◆ **Task material**:

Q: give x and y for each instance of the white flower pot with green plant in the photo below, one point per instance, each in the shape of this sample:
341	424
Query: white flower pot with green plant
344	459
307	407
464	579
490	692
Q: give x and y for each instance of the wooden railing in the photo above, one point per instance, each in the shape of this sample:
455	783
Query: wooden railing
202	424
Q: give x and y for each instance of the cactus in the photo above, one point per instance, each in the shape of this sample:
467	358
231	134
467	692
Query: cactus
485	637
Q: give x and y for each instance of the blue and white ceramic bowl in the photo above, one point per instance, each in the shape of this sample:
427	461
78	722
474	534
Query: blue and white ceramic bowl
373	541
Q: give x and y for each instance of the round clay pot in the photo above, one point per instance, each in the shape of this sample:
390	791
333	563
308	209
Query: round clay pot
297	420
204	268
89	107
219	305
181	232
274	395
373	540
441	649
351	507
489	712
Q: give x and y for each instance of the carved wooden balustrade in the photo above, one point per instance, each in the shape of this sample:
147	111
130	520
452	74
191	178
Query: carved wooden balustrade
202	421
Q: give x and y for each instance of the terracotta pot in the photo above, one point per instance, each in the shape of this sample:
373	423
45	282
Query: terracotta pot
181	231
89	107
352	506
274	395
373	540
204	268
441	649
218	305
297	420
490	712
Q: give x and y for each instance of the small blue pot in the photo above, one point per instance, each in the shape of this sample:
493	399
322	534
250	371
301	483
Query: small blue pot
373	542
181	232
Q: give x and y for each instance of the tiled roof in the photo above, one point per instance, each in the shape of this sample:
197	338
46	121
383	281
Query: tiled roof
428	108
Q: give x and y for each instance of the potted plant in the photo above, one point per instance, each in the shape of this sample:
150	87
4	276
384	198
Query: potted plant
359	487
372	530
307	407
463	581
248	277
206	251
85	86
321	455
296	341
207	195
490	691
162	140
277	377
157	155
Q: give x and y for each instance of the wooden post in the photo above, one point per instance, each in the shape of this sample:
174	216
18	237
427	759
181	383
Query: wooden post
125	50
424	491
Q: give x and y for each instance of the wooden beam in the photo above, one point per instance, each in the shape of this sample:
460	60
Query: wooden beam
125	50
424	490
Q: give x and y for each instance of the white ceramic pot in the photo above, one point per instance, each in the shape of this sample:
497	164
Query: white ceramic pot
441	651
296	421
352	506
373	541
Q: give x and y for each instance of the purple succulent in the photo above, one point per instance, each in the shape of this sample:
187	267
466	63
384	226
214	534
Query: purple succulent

◆ **Written problem**:
Can you rescale the rows from the line with "the white ceramic" through the last row, reprinting every line, requests included? Multiply each answer coordinate by 1.4 and round to the nearest whole number, with halves rounding up, but leave the numbers in the requests and their samples unchanged.

◆ **Correct output**:
Q: give x and y for each instance of the white ceramic pot in the photo above, one point per instance, each in the shape of this sample:
497	164
Query: white ceramic pot
617	911
414	589
493	708
522	757
Q: give x and y for each instance of the purple succulent in the photo above, one point per instance, each in the shape of this sample:
187	267
466	63
384	226
214	534
Query: purple succulent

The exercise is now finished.